(Point localization data)
▬▬▬▬▬▬

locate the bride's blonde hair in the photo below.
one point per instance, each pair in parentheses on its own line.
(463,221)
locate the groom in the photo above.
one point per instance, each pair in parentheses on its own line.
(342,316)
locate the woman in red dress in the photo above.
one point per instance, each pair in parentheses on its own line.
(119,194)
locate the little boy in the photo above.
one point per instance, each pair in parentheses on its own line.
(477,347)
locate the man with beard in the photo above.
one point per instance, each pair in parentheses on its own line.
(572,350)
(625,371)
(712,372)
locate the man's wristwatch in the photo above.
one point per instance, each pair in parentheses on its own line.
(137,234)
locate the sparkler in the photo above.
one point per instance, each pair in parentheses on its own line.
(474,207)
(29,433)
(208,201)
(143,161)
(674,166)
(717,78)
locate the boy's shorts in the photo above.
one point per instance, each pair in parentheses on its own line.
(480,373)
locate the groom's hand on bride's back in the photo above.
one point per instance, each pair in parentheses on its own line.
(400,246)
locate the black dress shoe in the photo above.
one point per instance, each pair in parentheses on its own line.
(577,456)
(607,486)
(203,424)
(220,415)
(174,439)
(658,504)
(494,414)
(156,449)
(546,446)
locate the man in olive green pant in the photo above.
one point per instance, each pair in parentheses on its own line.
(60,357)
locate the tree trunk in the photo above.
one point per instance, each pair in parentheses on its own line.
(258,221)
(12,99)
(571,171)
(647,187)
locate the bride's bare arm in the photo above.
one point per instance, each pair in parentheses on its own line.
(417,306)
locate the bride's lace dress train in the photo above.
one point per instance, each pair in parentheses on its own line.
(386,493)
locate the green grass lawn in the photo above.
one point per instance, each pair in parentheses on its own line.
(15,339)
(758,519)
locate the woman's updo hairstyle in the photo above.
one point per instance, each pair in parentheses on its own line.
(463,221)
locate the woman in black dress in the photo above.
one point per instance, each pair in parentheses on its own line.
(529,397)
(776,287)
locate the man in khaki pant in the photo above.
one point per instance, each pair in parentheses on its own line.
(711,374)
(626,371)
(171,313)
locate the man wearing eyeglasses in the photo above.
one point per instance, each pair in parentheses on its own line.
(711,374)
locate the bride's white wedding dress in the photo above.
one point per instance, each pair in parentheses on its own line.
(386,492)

▬▬▬▬▬▬

TASK REQUIREMENTS
Give back the entries above exactly as they are, from their first line through the line that contains "locate the man with beard in the photo above.", both included, with nothing else.

ANSWER TO THE EXERCISE
locate the bride's blonde hair in the photo below.
one point per instance, each pair in parentheses on its own line.
(463,221)
locate the groom in the photo above.
one point per instance, each pair in parentheses on its own line.
(342,316)
locate the woman in red dress in the photo above.
one point per instance, each pair in parentheses on its own line.
(119,194)
locate the little boy in the photo above.
one point per instance, each pair in parentheses on its own line.
(477,347)
locate the man with beard in the photo above.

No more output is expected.